Extract each line of the entries below that contains the string "suede", matching case exactly.

-- Begin Entries provided --

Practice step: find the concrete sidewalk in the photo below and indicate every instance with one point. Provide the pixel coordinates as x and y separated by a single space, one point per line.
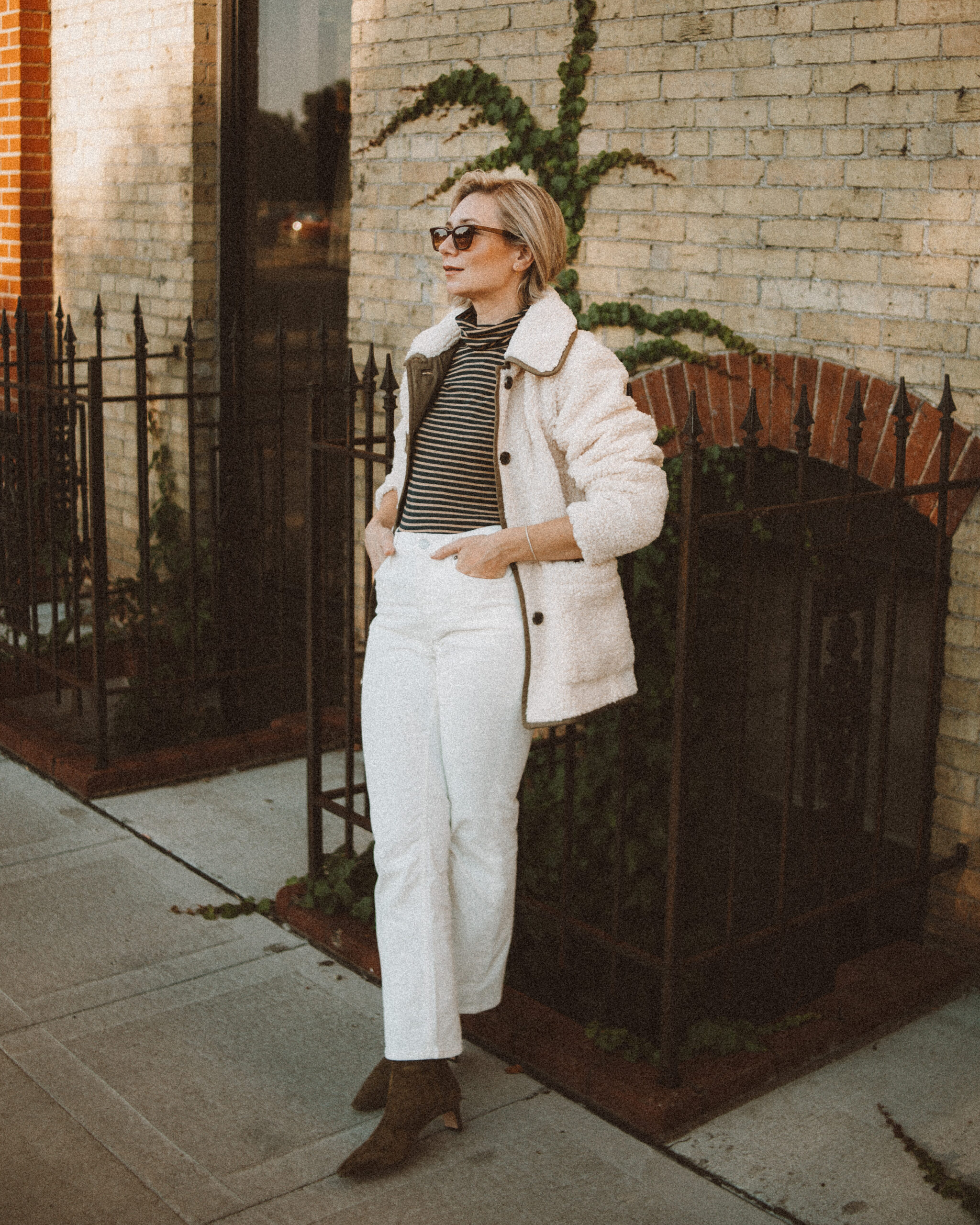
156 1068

-- End Entries provided --
-- Begin Entries provided --

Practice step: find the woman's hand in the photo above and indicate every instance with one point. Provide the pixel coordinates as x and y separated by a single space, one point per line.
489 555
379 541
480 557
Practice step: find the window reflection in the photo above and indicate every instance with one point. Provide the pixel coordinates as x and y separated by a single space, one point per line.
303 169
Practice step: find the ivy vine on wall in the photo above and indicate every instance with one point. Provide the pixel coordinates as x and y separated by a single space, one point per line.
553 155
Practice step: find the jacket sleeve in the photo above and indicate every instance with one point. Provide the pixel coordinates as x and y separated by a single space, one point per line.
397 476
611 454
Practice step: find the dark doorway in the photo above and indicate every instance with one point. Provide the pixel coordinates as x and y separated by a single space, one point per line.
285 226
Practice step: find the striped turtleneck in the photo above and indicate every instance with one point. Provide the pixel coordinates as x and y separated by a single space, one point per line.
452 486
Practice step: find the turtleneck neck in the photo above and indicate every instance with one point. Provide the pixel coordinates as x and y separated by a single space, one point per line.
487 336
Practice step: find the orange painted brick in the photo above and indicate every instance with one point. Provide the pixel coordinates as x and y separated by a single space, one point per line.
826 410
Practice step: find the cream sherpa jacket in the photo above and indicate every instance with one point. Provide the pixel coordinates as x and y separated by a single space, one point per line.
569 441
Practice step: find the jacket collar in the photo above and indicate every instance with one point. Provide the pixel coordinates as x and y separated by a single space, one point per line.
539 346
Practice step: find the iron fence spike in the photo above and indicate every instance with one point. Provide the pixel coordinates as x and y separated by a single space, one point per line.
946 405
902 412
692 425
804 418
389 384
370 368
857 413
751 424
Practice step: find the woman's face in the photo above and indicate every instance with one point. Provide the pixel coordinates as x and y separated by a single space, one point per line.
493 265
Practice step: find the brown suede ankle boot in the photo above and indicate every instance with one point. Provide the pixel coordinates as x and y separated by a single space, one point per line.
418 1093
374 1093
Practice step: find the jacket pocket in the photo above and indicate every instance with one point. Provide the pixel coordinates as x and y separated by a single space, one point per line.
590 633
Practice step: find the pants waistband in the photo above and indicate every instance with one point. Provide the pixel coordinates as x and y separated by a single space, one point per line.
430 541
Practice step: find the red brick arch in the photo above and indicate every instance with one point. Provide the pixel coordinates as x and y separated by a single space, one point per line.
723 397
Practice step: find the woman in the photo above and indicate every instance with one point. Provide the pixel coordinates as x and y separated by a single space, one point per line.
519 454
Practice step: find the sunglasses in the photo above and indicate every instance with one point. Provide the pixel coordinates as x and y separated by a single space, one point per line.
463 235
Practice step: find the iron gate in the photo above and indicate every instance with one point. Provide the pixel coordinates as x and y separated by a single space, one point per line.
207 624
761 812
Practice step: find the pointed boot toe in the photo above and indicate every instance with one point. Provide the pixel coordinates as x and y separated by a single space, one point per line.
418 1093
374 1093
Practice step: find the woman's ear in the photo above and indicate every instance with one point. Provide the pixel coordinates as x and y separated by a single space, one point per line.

-- End Entries provided --

= The result =
Practice step: find the brown suede ankle boot in the photo above and indicate every instance with one point. Provide the pixel coordinates as x and y separated by a single space, one point per line.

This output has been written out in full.